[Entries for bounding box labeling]
---*---

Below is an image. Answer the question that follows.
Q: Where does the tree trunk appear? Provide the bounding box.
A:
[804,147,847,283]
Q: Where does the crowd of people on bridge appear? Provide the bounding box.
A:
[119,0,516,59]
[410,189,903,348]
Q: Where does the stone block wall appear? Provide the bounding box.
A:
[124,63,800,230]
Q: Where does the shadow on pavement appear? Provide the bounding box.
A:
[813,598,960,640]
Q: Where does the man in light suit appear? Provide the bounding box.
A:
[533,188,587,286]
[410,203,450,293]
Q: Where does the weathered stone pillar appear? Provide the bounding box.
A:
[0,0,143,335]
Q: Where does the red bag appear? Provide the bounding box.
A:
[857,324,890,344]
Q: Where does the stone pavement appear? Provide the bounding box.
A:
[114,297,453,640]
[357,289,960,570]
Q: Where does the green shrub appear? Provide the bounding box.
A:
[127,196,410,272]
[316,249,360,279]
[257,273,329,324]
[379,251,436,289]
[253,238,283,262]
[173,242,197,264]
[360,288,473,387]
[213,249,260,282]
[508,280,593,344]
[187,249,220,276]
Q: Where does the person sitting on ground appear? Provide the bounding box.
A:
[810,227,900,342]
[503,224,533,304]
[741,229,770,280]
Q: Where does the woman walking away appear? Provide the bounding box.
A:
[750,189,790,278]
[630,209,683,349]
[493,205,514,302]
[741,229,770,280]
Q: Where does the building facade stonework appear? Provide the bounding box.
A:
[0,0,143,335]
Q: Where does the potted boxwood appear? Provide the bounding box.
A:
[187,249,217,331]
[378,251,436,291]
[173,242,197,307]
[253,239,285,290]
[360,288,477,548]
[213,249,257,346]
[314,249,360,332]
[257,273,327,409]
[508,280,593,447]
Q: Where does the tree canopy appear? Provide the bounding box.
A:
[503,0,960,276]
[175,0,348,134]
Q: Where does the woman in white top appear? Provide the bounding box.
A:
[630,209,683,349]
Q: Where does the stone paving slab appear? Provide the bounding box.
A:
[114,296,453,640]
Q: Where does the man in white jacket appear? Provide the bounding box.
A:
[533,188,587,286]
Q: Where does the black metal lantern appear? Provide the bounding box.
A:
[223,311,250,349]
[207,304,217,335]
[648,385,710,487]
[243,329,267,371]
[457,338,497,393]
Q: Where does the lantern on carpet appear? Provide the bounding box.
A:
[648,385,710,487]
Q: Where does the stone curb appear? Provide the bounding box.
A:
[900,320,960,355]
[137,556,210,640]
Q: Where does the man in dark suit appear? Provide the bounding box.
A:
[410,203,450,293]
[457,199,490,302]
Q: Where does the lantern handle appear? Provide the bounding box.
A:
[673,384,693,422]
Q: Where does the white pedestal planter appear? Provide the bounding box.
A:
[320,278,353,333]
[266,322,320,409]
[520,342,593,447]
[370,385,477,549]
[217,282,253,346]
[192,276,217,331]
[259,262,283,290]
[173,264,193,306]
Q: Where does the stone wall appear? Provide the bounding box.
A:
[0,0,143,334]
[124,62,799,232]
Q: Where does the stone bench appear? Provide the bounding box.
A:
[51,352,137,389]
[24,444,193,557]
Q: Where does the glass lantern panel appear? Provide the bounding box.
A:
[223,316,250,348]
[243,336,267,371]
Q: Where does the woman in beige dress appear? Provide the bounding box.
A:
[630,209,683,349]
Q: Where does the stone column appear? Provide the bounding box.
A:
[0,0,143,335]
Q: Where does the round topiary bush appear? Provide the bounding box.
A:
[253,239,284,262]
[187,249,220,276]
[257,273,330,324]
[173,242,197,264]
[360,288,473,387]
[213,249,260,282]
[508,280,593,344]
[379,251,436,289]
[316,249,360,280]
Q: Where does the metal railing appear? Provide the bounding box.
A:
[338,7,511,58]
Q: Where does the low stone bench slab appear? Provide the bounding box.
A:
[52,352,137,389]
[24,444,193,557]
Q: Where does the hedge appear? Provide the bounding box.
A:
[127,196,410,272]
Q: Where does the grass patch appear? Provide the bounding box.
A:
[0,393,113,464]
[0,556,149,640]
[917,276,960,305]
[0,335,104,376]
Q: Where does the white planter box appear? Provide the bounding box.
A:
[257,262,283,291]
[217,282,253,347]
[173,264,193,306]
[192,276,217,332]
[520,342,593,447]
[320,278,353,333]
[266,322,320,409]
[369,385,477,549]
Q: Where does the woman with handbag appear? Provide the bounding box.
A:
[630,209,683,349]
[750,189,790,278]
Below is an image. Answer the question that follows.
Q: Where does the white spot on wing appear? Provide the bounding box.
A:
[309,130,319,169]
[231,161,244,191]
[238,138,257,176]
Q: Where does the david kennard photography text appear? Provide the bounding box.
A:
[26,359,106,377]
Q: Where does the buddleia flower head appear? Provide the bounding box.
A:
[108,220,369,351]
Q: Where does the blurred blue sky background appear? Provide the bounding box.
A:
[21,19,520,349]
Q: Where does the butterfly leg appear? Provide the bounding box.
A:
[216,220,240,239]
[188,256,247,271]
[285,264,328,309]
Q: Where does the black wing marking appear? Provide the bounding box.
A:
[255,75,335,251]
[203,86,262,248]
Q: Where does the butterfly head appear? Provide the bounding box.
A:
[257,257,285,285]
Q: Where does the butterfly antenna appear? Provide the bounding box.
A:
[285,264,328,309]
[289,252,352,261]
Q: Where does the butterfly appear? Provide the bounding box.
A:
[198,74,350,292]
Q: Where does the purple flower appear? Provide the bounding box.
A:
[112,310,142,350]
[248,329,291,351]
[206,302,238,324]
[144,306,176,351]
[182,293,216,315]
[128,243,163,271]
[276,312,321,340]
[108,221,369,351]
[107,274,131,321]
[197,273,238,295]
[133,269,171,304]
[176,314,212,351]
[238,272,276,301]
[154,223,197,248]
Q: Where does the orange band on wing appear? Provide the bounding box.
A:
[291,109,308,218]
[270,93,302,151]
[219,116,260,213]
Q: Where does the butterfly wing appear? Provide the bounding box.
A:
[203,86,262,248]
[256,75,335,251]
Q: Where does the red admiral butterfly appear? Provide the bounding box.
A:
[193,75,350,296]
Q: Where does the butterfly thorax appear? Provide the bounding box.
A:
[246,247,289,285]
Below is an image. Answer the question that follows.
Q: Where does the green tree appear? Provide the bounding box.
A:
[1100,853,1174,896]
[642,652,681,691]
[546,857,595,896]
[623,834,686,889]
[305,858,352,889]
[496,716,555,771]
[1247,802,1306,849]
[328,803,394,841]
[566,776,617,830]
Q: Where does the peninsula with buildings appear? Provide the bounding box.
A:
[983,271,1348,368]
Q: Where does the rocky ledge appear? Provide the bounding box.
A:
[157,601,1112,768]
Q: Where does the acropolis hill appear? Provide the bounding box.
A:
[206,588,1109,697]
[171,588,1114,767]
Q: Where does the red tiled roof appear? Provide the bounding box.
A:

---*---

Beginning at the start of the entries above and stopping after the line that contains "[508,280,593,447]", reproduce every line, requests included, scaling each bounding box coordinate in the answers by a factor of 2 and rounding to whole numbers, with halves rounded up. Give only those lines.

Below is an image. Answer the question that follows.
Q: Where does the tree trunk appear? Provide the bounding box.
A:
[1608,294,1694,566]
Q: Where does the crowd of people on bridge appear? Provide the bounding box.
A:
[238,0,1032,118]
[820,378,1806,696]
Q: Where does the stone block wall appear? Provide the bounding box.
A:
[248,126,1600,460]
Q: Where does the shadow on pavement appear? Provide the bounding box.
A:
[1626,1196,1920,1280]
Q: Where does the man in light suit appear? Provide the bounding box.
A:
[1066,376,1174,572]
[820,406,900,586]
Q: Where does the weathered stone pillar appear? Provide the bounding box.
A:
[0,0,286,670]
Q: Where does the red bag appear? Provide the bounding box.
A:
[1714,648,1780,688]
Q: Where does the stone pavement appear? Provide the bounding box.
A:
[228,594,906,1280]
[714,578,1920,1140]
Q: Where does the green shrub appear? Provide the bounding box.
A:
[254,392,820,544]
[632,498,720,558]
[514,546,658,648]
[758,502,872,578]
[506,476,566,524]
[346,484,394,528]
[720,576,946,774]
[426,498,520,564]
[1016,560,1186,688]
[374,498,440,552]
Q: Where does the person sitting on ground appear? Provide the bounding box.
A:
[1620,454,1800,684]
[1006,448,1066,608]
[1482,458,1540,560]
Q: Where does the woman walking away appear? Provide the bounding box.
A:
[1500,378,1580,556]
[1260,418,1366,698]
[986,410,1028,604]
[1482,458,1540,560]
Q: Where does the building facade stonework appear? Provide the bounding box.
A:
[0,0,286,670]
Q: Where does the potted boxwood appear? Provide the bounding box.
A:
[374,498,434,662]
[756,502,872,582]
[346,484,394,614]
[506,478,570,580]
[720,576,954,1096]
[426,498,514,692]
[628,498,720,664]
[514,546,654,818]
[1016,560,1186,894]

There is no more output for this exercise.